### Cosa fare
Nel testo sui docenti a scuola, chi decide come organizzare la didattica quando gli alunni della classe sono tutti a casa?

### Testo
==========

Ne consegue, quindi, che in presenza di uno o più alunni che in questi giorni stanno andando a scuola, come descritto sopra, anche i loro docenti dovranno recarsi nella sede di servizio. E non solo quelli di sostegno, poiché gli specializzati in didattica speciale pur essendo insegnanti della classe, debbono rivolgere la loro opera principalmente verso l’allievo disabile. Mentre per bes, dsa e normodotati occorre la presenza fisica del docente di disciplina comune.
Cosa fanno i docenti se gli alunni sono tutti a casa?
Un discorso a parte merita, infine, la situazione in cui gli alunni della classe – compresi gli stessi eventuali allievi disabili, bes e dsa – stiano tutti a casa, a seguito di disposizioni nazionali, regionali o locali che siano.
In tale circostanza, spetta al dirigente scolastico stabilire, come indicato nell’ultima nota ministeriale del capo dipartimento Marco Bruschi, “nel rispetto delle deliberazioni degli organi collegiali nell’ambito del Piano DDI”, se adottare “ogni disposizione organizzativa atta a creare le migliori condizioni per l’erogazione della didattica in DDI anche autorizzando l’attività non in presenza, ove possibile e ove la prestazione lavorativa sia comunque erogata”.

==========

### Dati forniti
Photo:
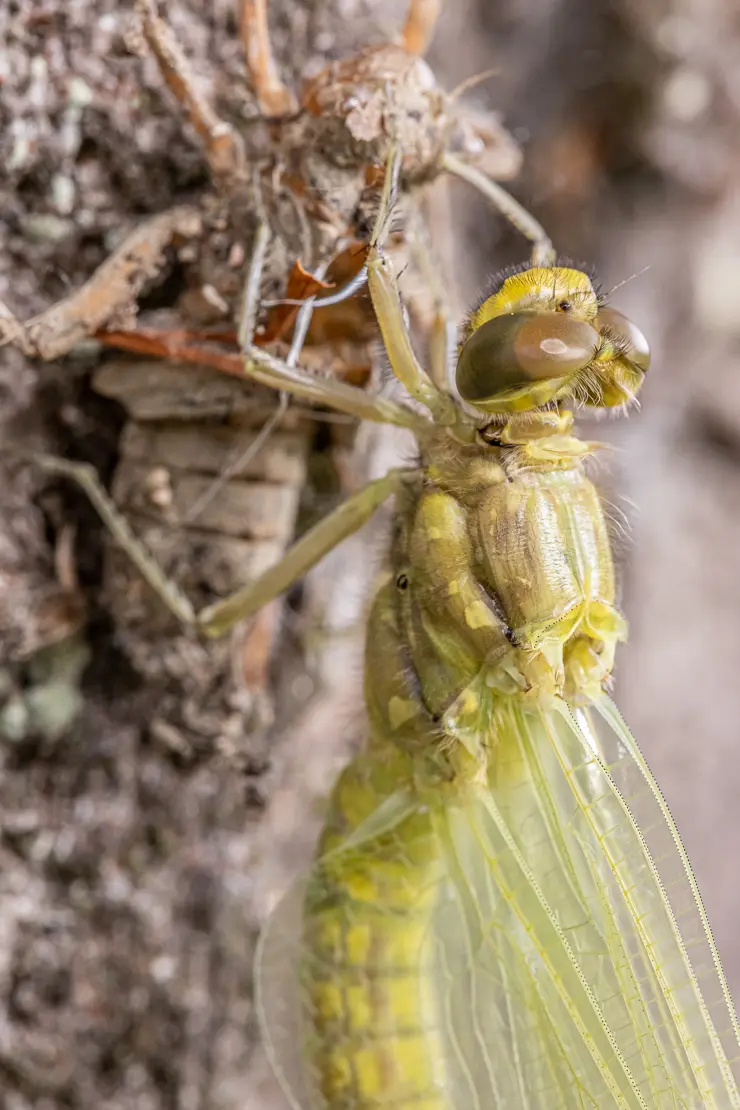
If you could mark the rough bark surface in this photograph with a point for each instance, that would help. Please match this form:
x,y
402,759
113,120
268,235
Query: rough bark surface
x,y
133,880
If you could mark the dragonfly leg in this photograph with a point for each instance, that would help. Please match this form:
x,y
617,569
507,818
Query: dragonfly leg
x,y
388,309
305,553
283,374
443,326
222,143
273,96
543,253
421,21
111,291
223,615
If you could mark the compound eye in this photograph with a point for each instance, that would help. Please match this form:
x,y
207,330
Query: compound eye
x,y
628,334
509,352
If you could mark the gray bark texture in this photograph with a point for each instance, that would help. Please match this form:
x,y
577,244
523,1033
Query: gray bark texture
x,y
145,831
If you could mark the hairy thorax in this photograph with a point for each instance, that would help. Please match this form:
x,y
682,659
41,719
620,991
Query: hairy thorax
x,y
502,584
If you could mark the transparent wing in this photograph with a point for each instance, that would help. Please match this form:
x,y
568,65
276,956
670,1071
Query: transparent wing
x,y
588,977
279,995
529,942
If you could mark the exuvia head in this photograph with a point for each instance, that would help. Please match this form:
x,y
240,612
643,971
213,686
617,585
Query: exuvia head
x,y
544,336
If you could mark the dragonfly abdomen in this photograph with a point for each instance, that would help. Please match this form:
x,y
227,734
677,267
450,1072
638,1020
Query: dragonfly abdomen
x,y
368,976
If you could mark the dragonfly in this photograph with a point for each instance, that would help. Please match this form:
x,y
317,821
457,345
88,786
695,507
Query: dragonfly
x,y
499,912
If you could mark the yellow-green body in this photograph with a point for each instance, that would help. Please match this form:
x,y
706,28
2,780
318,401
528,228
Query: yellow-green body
x,y
490,548
500,915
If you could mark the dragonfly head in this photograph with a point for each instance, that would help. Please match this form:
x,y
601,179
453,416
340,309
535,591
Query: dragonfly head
x,y
543,335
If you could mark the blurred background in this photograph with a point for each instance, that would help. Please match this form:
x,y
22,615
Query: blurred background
x,y
132,879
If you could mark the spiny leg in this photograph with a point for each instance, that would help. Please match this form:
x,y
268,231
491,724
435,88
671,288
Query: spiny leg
x,y
543,253
287,377
245,335
220,617
421,21
110,292
388,310
273,96
347,518
223,145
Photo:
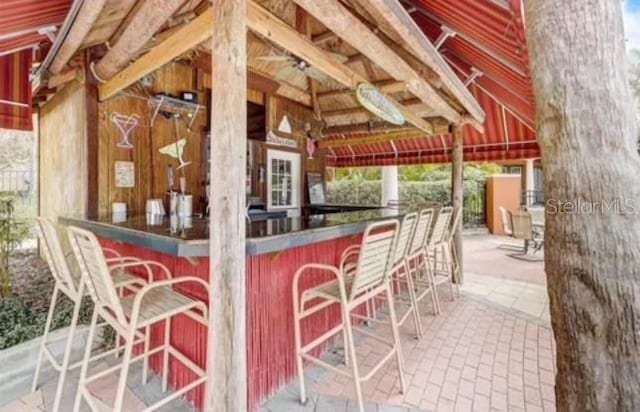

==========

### Risultato
Il dirigente scolastico.